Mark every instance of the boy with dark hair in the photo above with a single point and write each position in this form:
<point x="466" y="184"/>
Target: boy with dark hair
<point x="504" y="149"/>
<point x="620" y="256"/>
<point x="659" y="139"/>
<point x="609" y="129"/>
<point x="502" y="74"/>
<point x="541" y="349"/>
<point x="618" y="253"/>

# # # # # # #

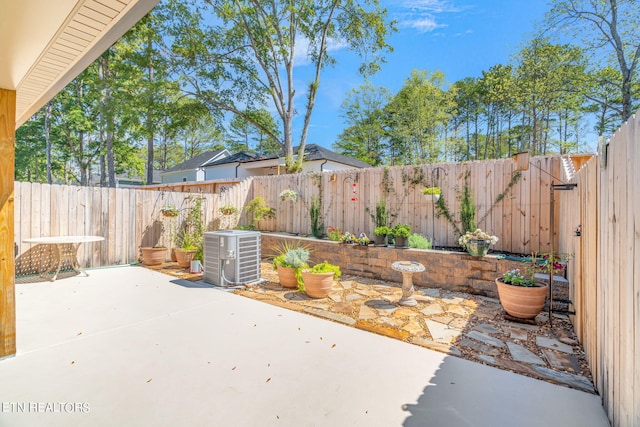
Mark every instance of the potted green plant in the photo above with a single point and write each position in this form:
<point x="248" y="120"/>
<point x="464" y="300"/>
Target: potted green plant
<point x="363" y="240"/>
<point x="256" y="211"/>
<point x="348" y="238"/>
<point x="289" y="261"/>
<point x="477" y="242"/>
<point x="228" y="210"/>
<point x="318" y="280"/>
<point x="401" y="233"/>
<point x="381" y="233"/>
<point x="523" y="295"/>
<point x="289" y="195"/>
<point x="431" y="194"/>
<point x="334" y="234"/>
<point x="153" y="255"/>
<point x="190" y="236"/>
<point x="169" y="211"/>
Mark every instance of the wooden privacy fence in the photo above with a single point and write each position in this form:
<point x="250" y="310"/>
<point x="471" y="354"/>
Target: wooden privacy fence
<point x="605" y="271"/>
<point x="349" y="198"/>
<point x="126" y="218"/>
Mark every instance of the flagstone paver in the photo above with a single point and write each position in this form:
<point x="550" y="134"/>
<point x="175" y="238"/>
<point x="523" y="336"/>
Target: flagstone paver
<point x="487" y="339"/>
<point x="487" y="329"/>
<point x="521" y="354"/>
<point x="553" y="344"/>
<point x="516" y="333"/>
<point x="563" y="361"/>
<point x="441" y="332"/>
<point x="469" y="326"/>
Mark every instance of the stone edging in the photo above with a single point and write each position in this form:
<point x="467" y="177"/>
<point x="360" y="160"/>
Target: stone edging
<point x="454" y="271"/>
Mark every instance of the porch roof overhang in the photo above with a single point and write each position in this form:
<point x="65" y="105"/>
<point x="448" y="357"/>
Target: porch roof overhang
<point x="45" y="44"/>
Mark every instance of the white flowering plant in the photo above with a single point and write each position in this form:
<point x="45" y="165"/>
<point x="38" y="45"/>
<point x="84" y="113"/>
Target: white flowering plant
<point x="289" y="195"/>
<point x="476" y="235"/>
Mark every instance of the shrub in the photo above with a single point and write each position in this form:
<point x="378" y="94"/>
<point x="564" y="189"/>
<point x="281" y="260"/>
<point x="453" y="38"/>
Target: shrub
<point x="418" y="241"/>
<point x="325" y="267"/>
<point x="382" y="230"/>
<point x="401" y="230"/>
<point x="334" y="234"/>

# # # # # # #

Find every line with "each" in the listing and state how many there are, nothing else.

SOLUTION FOR THIS PROBLEM: 8